[Data provided]:
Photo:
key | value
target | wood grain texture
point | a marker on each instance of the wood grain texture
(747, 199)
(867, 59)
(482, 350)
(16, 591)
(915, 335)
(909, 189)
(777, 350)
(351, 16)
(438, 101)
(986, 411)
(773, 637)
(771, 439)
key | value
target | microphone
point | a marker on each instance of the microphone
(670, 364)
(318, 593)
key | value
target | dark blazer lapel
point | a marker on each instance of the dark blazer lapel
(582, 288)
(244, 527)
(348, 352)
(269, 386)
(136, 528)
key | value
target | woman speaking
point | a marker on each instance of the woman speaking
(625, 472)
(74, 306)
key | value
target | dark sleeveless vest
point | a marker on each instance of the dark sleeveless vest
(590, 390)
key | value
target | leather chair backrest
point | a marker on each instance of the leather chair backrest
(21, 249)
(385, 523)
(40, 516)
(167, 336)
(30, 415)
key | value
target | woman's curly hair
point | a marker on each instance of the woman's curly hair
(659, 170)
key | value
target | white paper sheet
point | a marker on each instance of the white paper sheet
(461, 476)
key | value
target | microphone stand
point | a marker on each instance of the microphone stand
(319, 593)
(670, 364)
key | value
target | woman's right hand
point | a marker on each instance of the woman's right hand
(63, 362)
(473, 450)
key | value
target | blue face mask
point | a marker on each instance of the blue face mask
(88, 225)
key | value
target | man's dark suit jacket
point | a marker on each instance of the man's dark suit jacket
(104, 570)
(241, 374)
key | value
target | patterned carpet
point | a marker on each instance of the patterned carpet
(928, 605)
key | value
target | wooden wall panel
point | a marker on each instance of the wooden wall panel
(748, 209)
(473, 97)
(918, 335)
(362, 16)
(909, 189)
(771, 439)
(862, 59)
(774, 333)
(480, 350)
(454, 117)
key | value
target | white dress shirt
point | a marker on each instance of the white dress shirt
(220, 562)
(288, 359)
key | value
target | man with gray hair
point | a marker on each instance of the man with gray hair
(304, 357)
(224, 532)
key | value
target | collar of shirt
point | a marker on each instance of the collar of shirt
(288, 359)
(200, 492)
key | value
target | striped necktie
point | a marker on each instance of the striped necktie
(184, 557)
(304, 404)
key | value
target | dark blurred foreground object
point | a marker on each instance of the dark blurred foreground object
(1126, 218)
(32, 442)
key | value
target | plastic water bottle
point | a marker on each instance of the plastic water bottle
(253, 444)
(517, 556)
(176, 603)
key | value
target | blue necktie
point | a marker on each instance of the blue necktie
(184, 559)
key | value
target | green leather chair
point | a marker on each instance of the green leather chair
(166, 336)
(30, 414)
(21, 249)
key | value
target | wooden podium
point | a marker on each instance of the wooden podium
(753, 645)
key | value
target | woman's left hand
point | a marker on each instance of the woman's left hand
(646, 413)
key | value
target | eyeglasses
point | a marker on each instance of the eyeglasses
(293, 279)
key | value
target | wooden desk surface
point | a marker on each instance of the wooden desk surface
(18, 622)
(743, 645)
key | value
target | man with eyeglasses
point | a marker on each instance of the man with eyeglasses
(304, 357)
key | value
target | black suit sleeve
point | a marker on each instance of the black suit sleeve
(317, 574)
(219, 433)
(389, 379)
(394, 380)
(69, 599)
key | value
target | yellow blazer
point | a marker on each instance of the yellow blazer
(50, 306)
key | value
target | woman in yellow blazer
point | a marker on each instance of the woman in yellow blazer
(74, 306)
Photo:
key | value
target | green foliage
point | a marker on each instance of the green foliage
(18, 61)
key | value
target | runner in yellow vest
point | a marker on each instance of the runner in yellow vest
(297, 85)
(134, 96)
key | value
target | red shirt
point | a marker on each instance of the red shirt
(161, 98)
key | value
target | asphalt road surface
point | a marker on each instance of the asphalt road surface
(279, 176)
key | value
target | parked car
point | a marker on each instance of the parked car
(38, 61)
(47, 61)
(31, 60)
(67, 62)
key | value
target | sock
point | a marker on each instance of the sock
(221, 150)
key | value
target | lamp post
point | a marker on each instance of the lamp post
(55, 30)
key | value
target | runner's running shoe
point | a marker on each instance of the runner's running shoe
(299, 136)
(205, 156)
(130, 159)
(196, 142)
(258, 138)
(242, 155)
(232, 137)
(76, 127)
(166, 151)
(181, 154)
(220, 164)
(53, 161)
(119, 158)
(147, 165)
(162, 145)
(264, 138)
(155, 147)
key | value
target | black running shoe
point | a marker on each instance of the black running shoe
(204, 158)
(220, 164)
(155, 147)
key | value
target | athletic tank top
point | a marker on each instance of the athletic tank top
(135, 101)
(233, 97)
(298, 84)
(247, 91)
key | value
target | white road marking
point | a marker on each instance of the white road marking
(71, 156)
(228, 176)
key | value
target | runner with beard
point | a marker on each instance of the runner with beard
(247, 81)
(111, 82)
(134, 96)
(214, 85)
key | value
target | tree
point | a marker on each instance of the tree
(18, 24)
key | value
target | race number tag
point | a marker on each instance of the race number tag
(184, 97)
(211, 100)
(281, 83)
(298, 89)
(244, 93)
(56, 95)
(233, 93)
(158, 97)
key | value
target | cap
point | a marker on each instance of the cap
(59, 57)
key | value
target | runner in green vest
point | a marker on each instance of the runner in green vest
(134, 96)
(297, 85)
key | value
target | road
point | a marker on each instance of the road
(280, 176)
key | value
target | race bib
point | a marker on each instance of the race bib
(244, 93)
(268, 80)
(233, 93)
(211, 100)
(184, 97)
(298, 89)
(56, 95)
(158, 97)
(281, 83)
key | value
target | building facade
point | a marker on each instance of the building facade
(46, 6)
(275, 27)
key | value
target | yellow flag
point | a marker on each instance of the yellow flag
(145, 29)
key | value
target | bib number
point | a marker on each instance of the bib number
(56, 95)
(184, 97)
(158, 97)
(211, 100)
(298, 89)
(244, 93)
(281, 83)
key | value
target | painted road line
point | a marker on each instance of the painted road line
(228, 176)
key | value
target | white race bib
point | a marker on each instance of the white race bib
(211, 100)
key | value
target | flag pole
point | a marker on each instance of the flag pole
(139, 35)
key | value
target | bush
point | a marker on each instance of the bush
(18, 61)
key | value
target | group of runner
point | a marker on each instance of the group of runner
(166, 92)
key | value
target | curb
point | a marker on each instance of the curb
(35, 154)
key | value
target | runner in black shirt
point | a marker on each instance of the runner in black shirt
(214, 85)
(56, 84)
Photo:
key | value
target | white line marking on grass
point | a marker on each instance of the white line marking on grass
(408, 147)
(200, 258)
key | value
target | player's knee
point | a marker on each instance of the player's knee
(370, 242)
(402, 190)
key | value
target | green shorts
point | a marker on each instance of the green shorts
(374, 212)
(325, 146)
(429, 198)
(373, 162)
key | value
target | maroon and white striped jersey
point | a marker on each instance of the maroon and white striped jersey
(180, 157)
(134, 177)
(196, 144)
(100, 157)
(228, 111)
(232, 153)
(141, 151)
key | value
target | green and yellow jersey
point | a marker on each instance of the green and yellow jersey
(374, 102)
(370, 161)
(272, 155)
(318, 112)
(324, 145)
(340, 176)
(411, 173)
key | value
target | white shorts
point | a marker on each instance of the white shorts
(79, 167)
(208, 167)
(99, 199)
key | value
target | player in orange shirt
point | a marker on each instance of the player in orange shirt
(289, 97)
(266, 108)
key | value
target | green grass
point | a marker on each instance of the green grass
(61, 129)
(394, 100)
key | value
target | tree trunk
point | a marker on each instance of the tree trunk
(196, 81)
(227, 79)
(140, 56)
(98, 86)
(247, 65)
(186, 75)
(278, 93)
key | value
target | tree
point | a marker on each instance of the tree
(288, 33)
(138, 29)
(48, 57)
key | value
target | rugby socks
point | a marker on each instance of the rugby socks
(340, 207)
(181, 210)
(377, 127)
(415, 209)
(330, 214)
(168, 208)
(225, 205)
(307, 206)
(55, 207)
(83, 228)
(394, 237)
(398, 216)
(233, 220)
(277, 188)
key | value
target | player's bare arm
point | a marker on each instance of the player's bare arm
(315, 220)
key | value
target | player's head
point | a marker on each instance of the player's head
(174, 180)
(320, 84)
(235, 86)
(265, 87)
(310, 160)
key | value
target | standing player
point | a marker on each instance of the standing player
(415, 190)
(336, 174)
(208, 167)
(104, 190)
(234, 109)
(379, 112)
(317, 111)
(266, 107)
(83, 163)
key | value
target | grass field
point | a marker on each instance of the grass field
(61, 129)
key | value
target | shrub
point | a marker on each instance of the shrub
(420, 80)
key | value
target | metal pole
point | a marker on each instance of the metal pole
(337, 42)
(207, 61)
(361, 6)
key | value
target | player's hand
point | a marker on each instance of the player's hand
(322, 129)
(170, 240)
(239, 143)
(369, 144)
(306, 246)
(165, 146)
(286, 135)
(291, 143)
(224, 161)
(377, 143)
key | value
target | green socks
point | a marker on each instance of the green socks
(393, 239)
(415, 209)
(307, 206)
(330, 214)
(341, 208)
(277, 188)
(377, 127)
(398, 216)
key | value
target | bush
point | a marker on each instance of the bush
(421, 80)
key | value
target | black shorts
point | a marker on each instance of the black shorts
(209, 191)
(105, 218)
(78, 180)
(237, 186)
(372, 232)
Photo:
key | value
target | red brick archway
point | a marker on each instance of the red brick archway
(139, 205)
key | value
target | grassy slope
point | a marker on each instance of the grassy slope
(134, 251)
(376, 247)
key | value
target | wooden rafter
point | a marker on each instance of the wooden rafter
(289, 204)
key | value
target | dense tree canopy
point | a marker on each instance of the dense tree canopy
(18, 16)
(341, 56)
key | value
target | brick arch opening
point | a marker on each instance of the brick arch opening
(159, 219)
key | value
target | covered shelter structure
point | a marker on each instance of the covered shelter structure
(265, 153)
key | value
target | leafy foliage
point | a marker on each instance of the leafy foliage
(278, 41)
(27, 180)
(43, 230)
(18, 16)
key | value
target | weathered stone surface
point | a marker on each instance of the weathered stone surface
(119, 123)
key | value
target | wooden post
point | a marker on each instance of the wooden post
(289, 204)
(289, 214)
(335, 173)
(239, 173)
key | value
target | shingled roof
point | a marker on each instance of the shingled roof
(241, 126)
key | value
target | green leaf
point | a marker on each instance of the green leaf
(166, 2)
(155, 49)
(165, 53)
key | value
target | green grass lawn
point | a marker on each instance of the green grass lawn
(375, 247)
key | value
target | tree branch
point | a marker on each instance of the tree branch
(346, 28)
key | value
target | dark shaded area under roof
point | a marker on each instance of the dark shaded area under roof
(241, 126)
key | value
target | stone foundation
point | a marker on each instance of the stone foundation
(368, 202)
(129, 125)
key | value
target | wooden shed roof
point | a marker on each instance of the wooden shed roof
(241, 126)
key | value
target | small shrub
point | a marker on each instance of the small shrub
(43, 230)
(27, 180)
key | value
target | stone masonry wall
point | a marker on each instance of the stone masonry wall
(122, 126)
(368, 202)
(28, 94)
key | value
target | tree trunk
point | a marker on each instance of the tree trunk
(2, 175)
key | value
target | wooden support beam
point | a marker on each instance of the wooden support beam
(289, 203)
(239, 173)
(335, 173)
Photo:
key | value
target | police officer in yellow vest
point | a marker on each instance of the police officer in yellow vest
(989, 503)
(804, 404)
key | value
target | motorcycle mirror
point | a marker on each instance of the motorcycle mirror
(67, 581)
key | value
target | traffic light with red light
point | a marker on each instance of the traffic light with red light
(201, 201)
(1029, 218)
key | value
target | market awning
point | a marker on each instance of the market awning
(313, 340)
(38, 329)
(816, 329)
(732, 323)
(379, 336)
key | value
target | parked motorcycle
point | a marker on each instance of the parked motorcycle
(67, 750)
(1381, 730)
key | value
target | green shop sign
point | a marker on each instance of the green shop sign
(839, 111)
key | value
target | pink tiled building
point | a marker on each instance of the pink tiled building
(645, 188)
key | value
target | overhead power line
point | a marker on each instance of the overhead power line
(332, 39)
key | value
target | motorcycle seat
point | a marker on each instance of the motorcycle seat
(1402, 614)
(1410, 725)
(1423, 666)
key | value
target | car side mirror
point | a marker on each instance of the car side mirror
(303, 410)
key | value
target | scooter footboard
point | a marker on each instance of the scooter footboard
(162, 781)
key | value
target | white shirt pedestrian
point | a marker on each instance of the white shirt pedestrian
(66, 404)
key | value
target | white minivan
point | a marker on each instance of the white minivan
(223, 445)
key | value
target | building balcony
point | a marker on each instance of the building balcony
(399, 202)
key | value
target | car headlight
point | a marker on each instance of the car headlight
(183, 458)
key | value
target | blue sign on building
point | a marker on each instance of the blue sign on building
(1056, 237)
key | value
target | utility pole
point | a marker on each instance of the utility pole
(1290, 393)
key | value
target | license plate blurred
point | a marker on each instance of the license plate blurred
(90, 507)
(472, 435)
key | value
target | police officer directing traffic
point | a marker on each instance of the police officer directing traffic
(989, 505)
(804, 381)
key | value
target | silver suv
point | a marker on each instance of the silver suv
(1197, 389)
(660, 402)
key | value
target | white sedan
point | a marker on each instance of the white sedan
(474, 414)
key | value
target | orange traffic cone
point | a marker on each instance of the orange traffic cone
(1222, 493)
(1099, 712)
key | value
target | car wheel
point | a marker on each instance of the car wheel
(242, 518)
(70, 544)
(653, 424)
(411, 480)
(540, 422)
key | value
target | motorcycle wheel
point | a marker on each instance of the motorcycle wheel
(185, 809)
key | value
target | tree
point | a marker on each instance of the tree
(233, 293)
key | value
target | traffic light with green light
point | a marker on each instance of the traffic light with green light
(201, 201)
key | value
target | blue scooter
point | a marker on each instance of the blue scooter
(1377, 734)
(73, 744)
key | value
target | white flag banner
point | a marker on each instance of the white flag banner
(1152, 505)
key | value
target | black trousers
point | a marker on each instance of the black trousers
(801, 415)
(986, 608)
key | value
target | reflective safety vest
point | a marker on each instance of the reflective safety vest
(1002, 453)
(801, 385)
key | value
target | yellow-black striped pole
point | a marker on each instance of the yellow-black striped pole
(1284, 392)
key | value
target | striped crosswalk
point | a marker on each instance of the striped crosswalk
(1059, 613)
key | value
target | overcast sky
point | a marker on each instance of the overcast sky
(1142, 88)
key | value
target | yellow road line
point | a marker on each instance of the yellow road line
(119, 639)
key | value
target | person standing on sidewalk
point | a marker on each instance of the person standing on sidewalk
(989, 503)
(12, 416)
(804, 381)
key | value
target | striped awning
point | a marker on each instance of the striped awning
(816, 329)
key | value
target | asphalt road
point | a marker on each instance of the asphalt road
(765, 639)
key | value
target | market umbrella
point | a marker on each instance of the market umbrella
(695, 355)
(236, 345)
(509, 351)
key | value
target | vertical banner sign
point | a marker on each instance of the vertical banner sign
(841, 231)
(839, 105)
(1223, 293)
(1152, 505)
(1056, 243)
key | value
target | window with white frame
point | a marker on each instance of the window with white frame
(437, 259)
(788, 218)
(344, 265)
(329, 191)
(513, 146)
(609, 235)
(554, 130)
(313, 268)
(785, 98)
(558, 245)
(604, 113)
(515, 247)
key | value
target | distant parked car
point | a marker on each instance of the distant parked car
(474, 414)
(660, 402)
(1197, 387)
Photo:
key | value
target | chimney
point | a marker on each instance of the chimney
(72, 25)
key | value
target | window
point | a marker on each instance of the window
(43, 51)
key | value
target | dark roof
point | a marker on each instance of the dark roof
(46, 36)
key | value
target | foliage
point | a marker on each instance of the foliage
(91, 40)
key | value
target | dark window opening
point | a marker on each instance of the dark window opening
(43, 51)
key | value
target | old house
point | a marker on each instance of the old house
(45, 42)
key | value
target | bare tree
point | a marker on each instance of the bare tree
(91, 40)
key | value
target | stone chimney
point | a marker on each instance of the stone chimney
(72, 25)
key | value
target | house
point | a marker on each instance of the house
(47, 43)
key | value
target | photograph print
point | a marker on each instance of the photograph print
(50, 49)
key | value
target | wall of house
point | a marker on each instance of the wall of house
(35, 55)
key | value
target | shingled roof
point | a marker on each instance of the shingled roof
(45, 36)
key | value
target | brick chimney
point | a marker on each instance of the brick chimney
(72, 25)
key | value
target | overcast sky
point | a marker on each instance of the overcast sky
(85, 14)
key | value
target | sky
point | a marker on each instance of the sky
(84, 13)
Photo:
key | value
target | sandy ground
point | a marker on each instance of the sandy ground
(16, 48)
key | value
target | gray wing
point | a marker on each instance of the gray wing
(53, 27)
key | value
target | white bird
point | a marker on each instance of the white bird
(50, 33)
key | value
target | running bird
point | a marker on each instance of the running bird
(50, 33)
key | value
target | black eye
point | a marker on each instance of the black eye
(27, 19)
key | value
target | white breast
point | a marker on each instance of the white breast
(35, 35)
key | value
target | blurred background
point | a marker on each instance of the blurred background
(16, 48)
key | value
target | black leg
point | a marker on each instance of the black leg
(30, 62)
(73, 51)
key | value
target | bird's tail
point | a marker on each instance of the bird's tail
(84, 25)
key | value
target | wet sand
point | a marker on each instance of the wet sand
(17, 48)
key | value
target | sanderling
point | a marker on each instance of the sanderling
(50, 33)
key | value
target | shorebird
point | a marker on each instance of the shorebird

[Exercise details]:
Copy out every line in the records above that contains the word "crosswalk".

[Solution]:
target | striped crosswalk
point | a marker on each instance of the striped crosswalk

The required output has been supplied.